### Material to process
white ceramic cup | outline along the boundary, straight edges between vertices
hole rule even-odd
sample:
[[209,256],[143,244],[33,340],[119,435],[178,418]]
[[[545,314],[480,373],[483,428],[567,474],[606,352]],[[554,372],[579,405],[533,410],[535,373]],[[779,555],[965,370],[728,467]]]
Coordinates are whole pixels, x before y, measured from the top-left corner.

### Exercise goal
Could you transcribe the listing from its first line through the line that contains "[[209,256],[143,244],[33,340],[119,435],[178,418]]", both ends included, keeping every character unchanged?

### Answer to the exercise
white ceramic cup | outline along the boundary, straight edges between vertices
hole rule even-odd
sample:
[[209,256],[143,244],[33,340],[119,435],[178,418]]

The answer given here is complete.